## YOUR GOAL
Summarize the Moore's Law extract below in two sentences.

## EXTRACT PROVIDED
|---|
01_history.tex

\section{Why GPUs?}


\subsection{Moore’s Law}


\par
Historically, computational demands have been predominantly linked to the CPU, a complex component governing operations across diverse computing platforms, ranging from desktops to laptops and smartphones. The evolution of the modern CPU has been an intricate journey, driven in large part by the exacting standards set by the scientific and HPC sectors. Transistors, the fundamental units of the CPU, dictate the performance of computers, mobile devices, and other contemporary electronic circuits.

\begin{figure}[!h]
\centering\includegraphics[width=0.8\textwidth]{fig_logo_history/microprocessor_trend.png}
\caption{The Moore’s Law timeline, including Moore's bend with transistors/CPU inflected with multi-core CPUs. Before 2000, the increase in the single core clock frequency was the major source of the increase in the performance. Mid 2000 mark a transition towards multi-core processors. Original data up to the year 2010 collected and plotted by M. Horowitz, F. Labonte, O. Shacham, K. Olukotun, L. Hammond, and C. Batten. New plot and data collected for 2010-2019 by K. Rupp~\cite{microprocessor-trend-data}.}\label{fig:microprocessor_trend}
\end{figure}


\par
\textbf{The Moore's Law} states that the number of transistors in a dense integrated circuit doubles about every two years (Fig.~\ref{fig:microprocessor_trend}).
|---|
## PROVIDED RECORDS
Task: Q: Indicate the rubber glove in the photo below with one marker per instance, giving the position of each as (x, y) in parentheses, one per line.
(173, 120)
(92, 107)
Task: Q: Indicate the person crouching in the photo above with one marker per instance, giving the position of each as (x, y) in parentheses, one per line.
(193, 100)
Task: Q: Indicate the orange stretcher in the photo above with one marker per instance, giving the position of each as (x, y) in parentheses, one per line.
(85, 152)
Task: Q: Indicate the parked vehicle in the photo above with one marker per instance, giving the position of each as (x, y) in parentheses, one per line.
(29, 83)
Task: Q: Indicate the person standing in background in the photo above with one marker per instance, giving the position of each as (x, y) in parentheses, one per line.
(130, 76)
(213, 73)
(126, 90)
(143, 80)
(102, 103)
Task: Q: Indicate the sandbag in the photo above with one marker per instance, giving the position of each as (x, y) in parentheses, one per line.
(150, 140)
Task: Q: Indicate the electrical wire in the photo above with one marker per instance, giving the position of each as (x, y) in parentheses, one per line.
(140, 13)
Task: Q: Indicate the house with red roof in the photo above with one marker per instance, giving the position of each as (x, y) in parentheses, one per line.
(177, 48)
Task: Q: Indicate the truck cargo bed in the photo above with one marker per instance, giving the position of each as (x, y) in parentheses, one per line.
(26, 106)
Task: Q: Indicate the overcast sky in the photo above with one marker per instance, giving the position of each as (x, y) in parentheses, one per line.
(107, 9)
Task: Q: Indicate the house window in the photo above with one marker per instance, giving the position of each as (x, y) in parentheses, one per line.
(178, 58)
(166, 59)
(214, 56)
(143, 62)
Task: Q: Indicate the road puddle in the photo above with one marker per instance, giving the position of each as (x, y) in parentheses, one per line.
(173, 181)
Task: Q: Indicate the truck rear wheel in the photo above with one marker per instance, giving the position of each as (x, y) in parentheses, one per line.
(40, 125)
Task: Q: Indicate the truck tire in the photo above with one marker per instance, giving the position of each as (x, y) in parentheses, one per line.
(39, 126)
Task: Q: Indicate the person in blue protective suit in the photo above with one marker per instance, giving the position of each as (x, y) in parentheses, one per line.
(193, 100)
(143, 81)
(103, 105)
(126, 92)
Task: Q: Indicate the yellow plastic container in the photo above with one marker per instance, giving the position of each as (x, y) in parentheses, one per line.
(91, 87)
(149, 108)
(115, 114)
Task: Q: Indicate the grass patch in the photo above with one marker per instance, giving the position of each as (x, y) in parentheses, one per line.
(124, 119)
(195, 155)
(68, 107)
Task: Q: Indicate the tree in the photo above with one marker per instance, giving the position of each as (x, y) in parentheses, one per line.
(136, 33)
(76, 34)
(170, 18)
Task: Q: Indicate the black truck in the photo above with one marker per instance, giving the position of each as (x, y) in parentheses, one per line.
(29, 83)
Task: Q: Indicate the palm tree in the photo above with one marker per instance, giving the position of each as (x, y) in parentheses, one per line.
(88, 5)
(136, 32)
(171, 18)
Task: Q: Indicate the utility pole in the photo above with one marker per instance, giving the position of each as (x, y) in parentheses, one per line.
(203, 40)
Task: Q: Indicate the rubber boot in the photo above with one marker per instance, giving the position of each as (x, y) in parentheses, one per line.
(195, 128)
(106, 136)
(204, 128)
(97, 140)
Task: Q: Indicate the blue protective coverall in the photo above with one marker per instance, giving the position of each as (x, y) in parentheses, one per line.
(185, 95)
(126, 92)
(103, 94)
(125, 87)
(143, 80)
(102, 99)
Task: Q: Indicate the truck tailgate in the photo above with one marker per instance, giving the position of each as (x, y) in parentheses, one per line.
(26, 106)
|---|
## RESULT OF THE EXERCISE
Computational demands have historically been tied mostly to the CPU, whose modern form evolved largely under the exacting standards of the scientific and HPC sectors, and whose transistors dictate the performance of computers, mobile devices, and other electronic circuits. Moore's Law states that the number of transistors in a dense integrated circuit doubles about every two years, and before 2000 the rise in single-core clock frequency was the major source of performance gains.